» Exercise
From the line with "If you could pick out the concrete" through the final line, transcribe the material below character for character; include no other lines.

» Records for this exercise

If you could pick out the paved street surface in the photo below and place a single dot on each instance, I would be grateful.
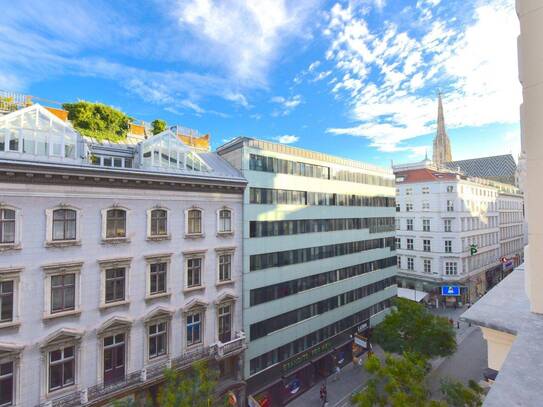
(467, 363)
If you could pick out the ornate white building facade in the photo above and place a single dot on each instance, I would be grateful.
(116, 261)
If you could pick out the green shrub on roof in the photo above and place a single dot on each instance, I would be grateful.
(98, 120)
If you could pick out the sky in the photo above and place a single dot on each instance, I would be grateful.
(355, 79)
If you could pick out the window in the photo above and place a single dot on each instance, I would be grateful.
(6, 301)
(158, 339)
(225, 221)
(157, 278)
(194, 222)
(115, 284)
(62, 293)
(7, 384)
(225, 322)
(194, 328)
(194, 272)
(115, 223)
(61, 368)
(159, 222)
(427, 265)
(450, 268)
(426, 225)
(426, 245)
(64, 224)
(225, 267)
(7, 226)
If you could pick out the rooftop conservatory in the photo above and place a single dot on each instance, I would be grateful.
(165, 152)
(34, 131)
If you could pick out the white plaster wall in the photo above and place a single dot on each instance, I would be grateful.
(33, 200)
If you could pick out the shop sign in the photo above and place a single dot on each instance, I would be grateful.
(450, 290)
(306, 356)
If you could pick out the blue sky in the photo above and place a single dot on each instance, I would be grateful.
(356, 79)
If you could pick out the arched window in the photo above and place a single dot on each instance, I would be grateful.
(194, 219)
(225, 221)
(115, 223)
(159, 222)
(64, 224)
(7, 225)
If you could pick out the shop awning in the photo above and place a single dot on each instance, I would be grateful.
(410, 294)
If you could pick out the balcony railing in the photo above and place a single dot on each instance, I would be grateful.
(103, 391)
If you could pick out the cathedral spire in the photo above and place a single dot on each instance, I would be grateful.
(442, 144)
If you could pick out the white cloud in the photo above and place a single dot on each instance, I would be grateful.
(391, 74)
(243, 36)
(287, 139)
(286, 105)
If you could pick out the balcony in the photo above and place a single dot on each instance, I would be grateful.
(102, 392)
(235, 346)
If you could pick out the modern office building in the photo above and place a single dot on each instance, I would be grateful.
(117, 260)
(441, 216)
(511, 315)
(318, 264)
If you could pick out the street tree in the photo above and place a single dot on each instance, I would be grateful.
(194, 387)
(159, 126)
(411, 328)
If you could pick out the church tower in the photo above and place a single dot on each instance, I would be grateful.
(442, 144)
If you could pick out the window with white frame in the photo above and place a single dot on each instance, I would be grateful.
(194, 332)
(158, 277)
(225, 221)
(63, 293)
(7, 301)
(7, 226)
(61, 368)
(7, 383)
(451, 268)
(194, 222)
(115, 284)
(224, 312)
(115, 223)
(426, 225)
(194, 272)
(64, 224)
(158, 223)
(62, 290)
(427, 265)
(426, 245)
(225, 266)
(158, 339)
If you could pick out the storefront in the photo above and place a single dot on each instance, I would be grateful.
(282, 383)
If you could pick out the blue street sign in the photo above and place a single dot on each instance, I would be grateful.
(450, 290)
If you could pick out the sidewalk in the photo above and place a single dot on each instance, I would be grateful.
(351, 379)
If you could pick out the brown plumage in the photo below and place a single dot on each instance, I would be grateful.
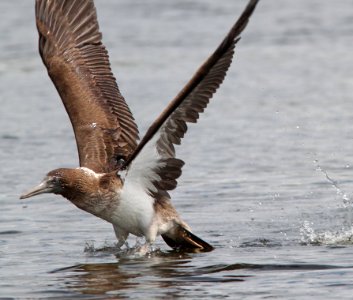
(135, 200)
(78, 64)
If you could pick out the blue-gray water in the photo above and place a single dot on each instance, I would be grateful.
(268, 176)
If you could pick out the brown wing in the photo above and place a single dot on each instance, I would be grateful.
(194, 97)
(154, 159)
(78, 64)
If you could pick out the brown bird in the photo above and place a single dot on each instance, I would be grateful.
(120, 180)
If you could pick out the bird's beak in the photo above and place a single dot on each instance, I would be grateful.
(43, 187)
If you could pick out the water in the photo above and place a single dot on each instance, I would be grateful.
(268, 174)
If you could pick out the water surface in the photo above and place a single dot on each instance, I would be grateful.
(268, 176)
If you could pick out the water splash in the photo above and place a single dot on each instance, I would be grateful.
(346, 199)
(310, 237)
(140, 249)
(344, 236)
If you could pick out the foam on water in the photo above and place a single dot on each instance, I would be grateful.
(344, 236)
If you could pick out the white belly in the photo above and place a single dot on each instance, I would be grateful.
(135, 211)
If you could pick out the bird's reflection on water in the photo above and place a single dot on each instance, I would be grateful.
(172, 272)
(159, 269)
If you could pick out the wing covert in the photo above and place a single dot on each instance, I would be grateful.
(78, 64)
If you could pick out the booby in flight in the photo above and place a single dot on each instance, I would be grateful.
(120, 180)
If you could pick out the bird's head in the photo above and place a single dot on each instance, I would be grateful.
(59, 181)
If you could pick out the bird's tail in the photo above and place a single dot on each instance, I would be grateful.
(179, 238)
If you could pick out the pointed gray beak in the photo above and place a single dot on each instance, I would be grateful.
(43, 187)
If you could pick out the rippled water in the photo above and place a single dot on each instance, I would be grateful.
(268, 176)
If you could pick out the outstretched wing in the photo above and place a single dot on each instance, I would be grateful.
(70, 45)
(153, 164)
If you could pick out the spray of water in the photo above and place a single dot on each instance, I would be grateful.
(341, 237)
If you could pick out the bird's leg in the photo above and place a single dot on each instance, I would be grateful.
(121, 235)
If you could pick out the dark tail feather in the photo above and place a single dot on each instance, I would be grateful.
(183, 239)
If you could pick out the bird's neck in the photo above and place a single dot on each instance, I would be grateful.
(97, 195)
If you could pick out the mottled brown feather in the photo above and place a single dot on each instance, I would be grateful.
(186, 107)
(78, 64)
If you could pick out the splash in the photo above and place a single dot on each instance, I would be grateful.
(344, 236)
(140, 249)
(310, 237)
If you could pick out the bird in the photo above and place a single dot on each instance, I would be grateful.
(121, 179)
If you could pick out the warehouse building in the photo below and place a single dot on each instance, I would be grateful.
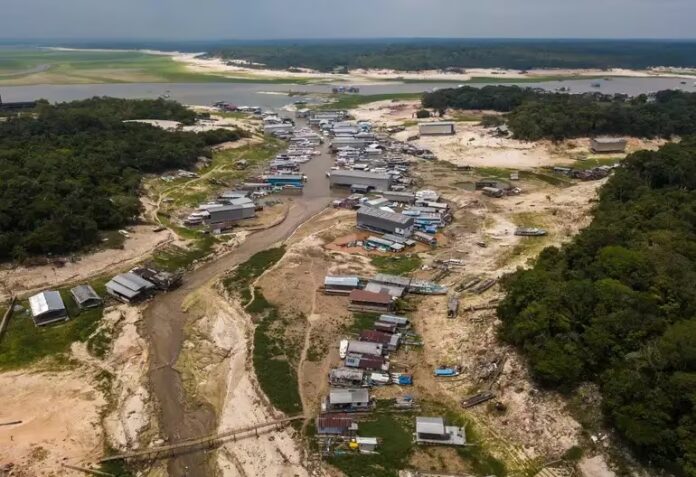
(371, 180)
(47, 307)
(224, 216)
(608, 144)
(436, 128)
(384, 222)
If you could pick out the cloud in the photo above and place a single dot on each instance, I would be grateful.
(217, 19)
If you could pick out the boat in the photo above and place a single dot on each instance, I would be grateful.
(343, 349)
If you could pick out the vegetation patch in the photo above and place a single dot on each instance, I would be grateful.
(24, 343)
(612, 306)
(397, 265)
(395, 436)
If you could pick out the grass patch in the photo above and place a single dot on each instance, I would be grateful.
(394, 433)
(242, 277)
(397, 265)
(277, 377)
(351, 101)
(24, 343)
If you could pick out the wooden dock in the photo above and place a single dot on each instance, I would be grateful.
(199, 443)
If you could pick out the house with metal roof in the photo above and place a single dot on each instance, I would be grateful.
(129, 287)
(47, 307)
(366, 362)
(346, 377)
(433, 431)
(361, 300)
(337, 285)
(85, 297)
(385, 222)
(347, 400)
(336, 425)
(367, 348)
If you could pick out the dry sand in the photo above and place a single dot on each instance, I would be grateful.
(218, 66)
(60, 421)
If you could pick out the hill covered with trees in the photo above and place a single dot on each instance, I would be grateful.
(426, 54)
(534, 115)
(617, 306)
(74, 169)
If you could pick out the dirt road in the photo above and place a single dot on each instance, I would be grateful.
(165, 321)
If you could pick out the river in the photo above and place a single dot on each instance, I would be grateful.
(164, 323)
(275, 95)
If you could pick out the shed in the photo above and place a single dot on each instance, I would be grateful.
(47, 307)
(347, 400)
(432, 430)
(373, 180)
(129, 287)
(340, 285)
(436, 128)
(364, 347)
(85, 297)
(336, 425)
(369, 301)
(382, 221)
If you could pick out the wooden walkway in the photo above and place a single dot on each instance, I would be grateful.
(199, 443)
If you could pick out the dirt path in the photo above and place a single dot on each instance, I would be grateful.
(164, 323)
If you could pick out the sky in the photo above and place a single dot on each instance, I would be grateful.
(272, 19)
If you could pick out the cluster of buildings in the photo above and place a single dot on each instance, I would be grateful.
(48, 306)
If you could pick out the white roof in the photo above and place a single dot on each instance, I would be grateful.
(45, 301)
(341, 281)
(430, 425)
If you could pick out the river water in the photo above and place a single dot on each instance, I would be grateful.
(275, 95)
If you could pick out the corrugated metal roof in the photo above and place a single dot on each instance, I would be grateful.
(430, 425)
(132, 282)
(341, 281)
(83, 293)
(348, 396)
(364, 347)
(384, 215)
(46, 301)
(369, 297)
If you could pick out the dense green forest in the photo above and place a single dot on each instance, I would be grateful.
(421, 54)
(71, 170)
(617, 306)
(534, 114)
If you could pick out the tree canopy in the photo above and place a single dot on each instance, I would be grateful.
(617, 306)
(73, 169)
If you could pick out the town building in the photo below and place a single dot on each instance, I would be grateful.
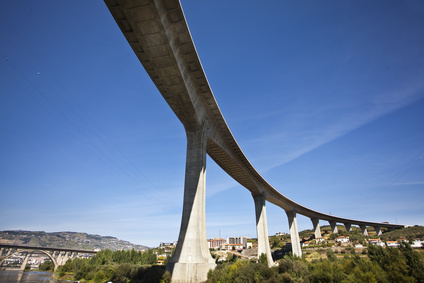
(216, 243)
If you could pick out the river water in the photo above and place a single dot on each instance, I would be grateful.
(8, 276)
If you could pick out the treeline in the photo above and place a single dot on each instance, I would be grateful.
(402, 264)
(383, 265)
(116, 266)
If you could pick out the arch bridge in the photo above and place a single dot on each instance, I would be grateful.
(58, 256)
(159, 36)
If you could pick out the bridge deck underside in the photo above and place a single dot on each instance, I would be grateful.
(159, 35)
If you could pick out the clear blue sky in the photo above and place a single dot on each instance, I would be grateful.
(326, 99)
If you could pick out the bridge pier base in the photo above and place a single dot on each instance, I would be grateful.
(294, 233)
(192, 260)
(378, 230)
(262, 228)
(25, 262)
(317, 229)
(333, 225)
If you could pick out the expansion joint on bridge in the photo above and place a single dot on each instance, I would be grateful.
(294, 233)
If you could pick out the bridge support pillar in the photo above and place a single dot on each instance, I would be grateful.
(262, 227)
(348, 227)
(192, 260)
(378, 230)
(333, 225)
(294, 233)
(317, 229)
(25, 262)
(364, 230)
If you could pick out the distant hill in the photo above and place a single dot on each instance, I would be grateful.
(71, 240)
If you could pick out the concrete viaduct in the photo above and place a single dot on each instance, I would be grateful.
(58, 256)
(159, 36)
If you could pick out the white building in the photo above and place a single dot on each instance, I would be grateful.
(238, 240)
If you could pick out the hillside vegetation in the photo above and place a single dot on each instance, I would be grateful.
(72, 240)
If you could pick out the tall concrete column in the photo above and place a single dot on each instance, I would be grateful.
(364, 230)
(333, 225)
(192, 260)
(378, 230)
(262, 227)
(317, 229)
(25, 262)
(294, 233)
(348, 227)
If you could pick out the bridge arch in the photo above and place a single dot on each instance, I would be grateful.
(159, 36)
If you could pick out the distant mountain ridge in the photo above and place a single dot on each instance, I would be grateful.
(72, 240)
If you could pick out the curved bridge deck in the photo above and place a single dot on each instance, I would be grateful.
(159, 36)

» Final result
If you could pick out the concrete viaduct in the photo above and place a single dot on each instance, I would be grateful.
(58, 256)
(159, 36)
If you could pick out the white building in the photo above and place a single dot on each instance, I would be grateful.
(238, 240)
If you could pick out the hillside vegetation in the photo above and place a single dot on each instance, I would be grateful.
(72, 240)
If you could pick out the tall concrete column in the photo above and place a single dot on each instance, I would be grateful.
(364, 230)
(333, 225)
(192, 260)
(378, 230)
(262, 227)
(317, 229)
(25, 262)
(294, 233)
(348, 227)
If you could pick out the bridge arch in the photo above and place a single dot on each instance, I would be grateful.
(159, 36)
If you could pick out the distant mountain ridge in the photo above and place a single dot on each instance, I would be grateful.
(72, 240)
If you could pick out the curved bridge deck in the photo above and place a single dot on each instance, I would be grateful.
(159, 36)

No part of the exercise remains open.